__Requests__
a) According to the passage on press freedom in Slovenia, in which city is IPI headquartered?
b) Rewrite the rows as a numbered list, starting with the line containing "Target: large tree trunk" and going on through the last line of the rows, with blank lines left out.

__Source passage__
○ ○ ○ ○ ○ ○ ○

Headlined New Administration, Old Agenda: Press Freedom Strained Again in Slovenia under Veteran PM Janša, the report, posted on IPI's website on 1 September, says that in the last six months, Janša "has immediately renewed long-standing grievances with the press and denigrated critical media outlets".

It adds that experts say he has launched a series of attacks on reporters on Twitter, enabling a wider increase in digital harassment from online trolls and contributing to an increasingly hostile climate for watchdog journalism.

Janša's attacks and willingness to denounce critical reporting as fake news have also drawn parallels with other leaders and brought Slovenia to the attention of press freedom groups, the OSCE and top EU bodies, IPI, headquartered in Austria's Vienna, says in its introduction to the report.

It points out that the ruling right-wing Democratic Party (SDS) is trying to exert greater influence over the country's small media market as part of what it claims is an effort to promote greater media pluralism.

It notes the government plan to introduce legislation to de-fund public broadcaster RTV Slovenija and Janša's attempt to expand his party's pro-government media system, chiefly, much of which are funded by Hungarian media linked to Prime Minister Viktor Orban.

The report says these developments raise concerns the Orban system of media control could be exported to Slovenia, although it believes it is premature to believe that Slovenia will become another illiberal democracy similar to Hungary.

Nevertheless, the export of Hungarian methods to Slovenia and other Central and SE European countries should worry EU leaders, so the report says the OSCE, the EU and the Council of Europe should carefully follow the developments in Slovenia and react to possible new violations of media freedom.

○ ○ ○ ○ ○ ○ ○

(Location identification entries)
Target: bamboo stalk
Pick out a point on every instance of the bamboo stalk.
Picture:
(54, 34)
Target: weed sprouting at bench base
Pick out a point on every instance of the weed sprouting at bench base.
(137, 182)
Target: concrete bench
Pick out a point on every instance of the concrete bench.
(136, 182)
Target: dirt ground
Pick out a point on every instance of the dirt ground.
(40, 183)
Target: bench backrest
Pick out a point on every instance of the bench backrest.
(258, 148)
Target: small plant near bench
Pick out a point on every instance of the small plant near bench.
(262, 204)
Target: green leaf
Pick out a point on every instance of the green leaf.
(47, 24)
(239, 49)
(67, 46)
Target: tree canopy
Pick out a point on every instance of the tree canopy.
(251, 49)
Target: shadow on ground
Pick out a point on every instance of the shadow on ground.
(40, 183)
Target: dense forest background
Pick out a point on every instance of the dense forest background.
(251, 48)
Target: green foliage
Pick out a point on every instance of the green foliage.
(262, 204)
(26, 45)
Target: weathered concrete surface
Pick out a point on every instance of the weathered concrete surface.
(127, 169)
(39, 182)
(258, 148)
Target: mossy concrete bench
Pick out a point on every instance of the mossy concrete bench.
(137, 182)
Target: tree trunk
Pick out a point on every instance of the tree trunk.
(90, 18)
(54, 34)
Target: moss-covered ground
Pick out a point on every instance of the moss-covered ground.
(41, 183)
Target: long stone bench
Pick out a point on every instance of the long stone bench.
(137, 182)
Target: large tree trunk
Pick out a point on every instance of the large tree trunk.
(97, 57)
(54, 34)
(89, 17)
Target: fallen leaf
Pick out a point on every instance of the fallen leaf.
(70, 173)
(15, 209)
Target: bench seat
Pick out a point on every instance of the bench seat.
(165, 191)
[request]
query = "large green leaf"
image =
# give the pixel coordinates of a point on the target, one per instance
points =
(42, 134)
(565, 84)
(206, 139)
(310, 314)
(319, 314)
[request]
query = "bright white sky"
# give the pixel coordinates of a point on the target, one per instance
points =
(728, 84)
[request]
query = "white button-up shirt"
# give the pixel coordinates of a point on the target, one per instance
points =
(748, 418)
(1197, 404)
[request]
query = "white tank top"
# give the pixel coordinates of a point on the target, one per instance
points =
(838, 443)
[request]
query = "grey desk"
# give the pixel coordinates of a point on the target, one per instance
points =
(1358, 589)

○ ○ ○ ○ ○ ○ ○

__Answers to each task__
a) Vienna, Austria.

b)
1. Target: large tree trunk
2. Pick out a point on every instance of the large tree trunk.
3. (97, 57)
4. (54, 34)
5. (89, 17)
6. Target: fallen leaf
7. Pick out a point on every instance of the fallen leaf.
8. (70, 173)
9. (15, 209)
10. Target: bench seat
11. Pick out a point on every instance of the bench seat.
12. (165, 191)
13. [request]
14. query = "large green leaf"
15. image =
16. # give the pixel coordinates of a point on the target, one per instance
17. points =
18. (42, 134)
19. (565, 84)
20. (206, 139)
21. (310, 314)
22. (319, 314)
23. [request]
24. query = "bright white sky"
25. # give the pixel coordinates of a point on the target, one per instance
26. points =
27. (728, 84)
28. [request]
29. query = "white button-up shirt"
30. # give the pixel coordinates of a point on the target, one per instance
31. points =
32. (748, 418)
33. (1197, 404)
34. [request]
35. query = "white tank top"
36. # give the pixel coordinates of a point on the target, one per instance
37. points =
38. (838, 443)
39. [request]
40. query = "grey desk"
41. # give the pixel coordinates of a point on the target, one per instance
42. points =
43. (1358, 589)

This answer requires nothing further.